_Exercise brief_
Give back every line of the data, transcribed exactly.

——————————

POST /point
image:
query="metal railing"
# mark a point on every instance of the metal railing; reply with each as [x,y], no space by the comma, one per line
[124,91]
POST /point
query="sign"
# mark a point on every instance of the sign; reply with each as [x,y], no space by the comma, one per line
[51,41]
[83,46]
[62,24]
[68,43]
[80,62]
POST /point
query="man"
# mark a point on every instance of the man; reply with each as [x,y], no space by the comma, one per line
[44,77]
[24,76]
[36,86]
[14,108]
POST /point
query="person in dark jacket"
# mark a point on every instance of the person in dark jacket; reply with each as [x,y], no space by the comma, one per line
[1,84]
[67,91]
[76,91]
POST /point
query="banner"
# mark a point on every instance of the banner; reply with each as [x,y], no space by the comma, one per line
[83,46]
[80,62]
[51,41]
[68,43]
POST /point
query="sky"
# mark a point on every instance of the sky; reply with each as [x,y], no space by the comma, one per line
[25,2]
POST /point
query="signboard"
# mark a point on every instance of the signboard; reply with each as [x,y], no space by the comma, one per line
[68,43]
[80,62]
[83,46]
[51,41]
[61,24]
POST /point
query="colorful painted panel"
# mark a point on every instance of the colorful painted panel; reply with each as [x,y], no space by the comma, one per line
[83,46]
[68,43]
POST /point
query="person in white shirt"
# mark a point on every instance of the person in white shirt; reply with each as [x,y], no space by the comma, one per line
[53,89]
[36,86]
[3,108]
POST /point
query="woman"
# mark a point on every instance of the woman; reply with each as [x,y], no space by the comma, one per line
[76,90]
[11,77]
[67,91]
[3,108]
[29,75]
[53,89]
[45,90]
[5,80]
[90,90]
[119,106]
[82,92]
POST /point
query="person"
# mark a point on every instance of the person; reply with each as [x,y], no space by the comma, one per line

——————————

_Result_
POST /point
image:
query="metal railing"
# mark a point on every instance of the metal railing; reply with each as [x,y], no space by the comma, one per line
[124,91]
POST /point
query="sign"
# mark a point on every instance of the sign; reply with each as [x,y], no space by the comma, one per line
[51,41]
[83,46]
[62,24]
[68,43]
[80,62]
POST /point
query="man"
# mark a point on every instance of the man; reply with each as [x,y], no space by the comma, one per line
[44,77]
[24,76]
[36,86]
[14,108]
POST /point
query="person in dark jacket"
# mark a point on every instance of the person in dark jacket; reply with each as [x,y], no space by the comma, one per line
[1,84]
[67,91]
[76,91]
POST /point
query="banner"
# mark a point on every instance of the banner; reply with each as [x,y], no space by the comma, one per line
[83,46]
[80,62]
[51,41]
[68,43]
POST /point
query="sky"
# mark a point on every instance of the sky; reply with each as [x,y], no space by the comma, one per line
[25,2]
POST /point
query="signboard"
# mark a point on every instance of the signboard; reply with each as [x,y], no space by the comma, one per line
[68,43]
[80,62]
[83,46]
[51,41]
[61,24]
POST /point
query="colorful painted panel"
# mark a point on every instance of the colorful painted panel; reply with each as [x,y], no space by the comma, one per line
[83,46]
[68,43]
POST /point
query="person in white shirt"
# mark a point on every instance of the person in white shirt; reply with each as [x,y], no space by the comma, one per line
[53,89]
[36,86]
[3,108]
POST /point
query="woman"
# mark a point on every instance of the woman; reply with each as [x,y], no space by the comma, one per line
[76,90]
[11,77]
[67,91]
[3,108]
[29,75]
[53,89]
[45,90]
[5,80]
[90,90]
[119,106]
[82,92]
POST /point
query="person"
# mark a point on every instance of the person; reply with each as [x,y], no space by the comma, one per line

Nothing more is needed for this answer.